In the article about the Threadneedle property fund, on what date did the fund and its feeder fund temporarily suspend dealing?
═══ TEXT PASSAGE ═══
Columbia Threadneedle is to lift the temporary dealing suspension on the Threadneedle UK Property Authorised Investment Fund (PAIF) and its feeder fund, the Threadneedle UK Property Authorised Trust, on 17 September.
The reopening follows confirmation from its independent valuer CBRE that it has removed the Material Uncertainty Clause from the assets held by the fund, which it deployed in March during the coronavirus crisis market sell-off.
The £1bn Threadneedle PAIF and its feeder fund, which invest in physical UK commercial property, temporarily suspended dealing on 18 March.
[This represents] one step on the path back to a normally functioning commercial property market."
The announcement comes after the Royal Institution of Chartered Surveyors (RICS) recommended this morning (9 September) a "general lifting" of material valuation uncertainty over the valuation of "all UK real estate", with exception of "some assets valued with reference to trading potential" which saw St James's Place lift the suspension on its range of property funds.
Gerry Frewin, fund manager for the Threadneedle PAIF, said: "We appreciate that suspending dealings in the fund may have caused some inconvenience for our clients, however the decision to suspend dealing meant that no unitholders would be disadvantaged and ensured the fair treatment of all investors at a time of exceptional market uncertainty."
Paul Richards, managing director of the Association of Real Estate Funds, said that the lifting of the material uncertainty clause was "one step on the path back to a normally functioning commercial property market."
"Fund suspension is not undertaken lightly and is done in the best interest of savers and investors. It is for individual funds to decide when to re-open having considered their investors' needs and their liquidity position," Richards said.
Frewin added: "While short-term property returns turned negative during the first half of 2020 due to Covid-19 and the resulting uncertainty in markets and economies, capital volatility has been easing, and the longer-term case for property remains compelling on an income and portfolio diversification basis."
═══ DATA EXTRACT ═══
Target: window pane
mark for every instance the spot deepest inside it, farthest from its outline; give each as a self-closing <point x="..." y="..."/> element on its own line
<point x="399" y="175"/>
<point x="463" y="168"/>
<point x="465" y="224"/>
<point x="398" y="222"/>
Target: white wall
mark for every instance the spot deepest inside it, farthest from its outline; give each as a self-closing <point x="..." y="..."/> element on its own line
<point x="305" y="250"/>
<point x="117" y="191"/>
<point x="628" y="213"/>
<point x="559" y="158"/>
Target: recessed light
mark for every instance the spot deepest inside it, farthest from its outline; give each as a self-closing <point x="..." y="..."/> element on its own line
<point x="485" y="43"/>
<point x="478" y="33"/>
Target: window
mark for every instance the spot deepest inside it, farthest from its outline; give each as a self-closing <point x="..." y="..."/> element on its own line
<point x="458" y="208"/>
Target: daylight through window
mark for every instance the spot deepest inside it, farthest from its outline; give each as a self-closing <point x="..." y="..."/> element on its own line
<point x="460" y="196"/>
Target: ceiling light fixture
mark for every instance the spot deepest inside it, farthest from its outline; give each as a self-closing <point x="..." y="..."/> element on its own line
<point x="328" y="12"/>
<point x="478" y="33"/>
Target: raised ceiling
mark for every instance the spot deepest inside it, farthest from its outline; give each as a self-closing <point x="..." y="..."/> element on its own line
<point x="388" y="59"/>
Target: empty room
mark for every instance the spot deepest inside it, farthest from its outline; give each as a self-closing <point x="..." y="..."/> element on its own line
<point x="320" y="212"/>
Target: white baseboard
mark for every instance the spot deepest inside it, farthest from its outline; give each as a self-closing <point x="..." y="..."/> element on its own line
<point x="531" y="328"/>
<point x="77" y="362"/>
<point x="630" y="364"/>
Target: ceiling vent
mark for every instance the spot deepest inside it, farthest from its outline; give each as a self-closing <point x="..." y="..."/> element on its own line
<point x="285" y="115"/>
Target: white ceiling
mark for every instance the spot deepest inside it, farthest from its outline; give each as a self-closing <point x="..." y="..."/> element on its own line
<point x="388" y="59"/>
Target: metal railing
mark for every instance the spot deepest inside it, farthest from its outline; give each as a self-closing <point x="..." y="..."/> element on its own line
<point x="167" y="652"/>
═══
═══ DATA EXTRACT ═══
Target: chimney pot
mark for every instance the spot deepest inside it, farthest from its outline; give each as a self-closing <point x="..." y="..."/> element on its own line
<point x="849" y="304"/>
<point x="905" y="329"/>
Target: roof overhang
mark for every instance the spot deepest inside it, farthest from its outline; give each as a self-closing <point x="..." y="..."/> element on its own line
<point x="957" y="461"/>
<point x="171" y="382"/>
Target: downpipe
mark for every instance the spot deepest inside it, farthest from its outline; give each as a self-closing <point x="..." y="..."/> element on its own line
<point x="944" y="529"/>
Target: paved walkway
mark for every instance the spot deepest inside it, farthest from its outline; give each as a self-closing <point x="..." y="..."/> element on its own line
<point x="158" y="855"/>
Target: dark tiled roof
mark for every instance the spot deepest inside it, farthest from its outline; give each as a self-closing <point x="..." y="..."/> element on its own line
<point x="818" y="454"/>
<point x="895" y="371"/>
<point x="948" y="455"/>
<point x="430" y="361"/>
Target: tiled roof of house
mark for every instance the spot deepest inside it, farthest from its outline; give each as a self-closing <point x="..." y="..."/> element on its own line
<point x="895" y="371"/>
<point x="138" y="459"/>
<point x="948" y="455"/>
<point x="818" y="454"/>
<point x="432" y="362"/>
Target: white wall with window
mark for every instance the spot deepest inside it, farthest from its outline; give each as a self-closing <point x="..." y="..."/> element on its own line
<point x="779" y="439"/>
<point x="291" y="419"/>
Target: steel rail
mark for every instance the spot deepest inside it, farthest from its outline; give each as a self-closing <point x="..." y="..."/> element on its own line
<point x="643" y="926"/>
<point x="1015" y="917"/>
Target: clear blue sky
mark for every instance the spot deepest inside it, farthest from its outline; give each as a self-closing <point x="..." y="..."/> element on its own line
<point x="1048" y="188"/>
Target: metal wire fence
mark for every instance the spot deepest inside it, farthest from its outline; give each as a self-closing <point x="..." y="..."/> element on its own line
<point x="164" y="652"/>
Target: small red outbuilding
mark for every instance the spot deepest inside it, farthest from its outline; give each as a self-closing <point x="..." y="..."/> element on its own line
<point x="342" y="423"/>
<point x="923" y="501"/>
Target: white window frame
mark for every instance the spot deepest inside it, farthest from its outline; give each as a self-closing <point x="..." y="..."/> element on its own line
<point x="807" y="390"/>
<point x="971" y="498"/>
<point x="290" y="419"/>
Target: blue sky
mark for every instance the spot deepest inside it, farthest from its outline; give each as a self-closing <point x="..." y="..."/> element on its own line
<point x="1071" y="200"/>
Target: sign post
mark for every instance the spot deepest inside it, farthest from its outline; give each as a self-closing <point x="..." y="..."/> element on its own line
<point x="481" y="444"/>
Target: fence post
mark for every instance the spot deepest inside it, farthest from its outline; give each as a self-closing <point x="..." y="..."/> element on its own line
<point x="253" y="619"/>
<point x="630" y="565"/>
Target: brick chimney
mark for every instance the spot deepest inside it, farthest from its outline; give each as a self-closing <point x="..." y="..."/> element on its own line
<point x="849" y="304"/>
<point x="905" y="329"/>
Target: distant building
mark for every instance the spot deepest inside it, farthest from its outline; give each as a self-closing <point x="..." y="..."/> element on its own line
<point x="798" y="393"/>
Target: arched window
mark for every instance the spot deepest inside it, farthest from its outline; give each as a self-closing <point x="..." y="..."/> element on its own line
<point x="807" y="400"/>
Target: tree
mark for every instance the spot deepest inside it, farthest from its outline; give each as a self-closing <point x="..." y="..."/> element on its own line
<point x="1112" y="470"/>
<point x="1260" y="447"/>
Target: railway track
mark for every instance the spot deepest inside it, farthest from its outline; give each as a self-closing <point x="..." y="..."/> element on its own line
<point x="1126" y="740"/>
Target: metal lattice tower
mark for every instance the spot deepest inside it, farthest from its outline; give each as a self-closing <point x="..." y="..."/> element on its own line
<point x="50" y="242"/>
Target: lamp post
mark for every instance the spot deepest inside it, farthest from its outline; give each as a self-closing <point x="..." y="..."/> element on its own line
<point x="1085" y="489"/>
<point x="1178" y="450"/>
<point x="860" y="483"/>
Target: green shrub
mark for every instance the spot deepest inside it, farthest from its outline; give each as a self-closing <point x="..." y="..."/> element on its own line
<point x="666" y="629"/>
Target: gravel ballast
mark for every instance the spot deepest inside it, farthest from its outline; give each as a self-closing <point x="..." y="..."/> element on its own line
═══
═══ DATA EXTRACT ═══
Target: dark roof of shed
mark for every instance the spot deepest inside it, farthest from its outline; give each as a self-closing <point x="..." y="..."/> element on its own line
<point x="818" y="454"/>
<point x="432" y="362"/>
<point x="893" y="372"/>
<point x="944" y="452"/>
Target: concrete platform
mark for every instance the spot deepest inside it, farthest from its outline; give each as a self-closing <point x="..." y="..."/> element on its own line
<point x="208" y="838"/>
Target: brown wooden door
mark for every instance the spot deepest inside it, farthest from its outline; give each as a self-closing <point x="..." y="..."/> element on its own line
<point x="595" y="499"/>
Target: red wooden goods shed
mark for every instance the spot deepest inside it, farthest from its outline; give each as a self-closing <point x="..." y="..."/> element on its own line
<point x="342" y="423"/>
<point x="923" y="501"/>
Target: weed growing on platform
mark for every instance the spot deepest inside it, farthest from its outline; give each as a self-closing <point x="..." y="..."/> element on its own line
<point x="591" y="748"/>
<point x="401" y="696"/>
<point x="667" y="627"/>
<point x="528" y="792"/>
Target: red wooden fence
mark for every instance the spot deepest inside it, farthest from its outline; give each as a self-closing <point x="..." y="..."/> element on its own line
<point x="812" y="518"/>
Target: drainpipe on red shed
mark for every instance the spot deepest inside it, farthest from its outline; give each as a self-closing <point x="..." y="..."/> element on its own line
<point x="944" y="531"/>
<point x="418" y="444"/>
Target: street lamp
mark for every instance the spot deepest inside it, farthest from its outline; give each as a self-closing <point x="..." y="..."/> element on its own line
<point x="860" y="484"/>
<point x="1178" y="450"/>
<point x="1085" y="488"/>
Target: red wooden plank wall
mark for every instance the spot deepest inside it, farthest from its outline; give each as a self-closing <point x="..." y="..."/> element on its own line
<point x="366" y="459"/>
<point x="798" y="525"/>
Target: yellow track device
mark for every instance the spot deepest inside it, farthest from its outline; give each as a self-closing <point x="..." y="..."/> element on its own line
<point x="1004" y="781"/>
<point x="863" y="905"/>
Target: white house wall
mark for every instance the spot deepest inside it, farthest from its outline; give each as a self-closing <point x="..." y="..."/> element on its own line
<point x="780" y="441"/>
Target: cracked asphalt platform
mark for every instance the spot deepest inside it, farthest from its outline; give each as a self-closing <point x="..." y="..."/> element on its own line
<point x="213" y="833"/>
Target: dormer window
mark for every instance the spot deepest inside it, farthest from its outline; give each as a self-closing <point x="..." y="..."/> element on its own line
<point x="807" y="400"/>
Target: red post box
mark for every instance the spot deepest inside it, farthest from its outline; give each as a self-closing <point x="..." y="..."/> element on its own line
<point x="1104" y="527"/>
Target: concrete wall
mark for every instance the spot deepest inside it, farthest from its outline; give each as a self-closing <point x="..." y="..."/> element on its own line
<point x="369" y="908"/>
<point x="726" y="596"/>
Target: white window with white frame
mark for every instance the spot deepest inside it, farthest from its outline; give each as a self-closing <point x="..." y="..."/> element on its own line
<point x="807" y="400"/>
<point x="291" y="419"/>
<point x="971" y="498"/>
═══
#### [FINAL ANSWER]
18 March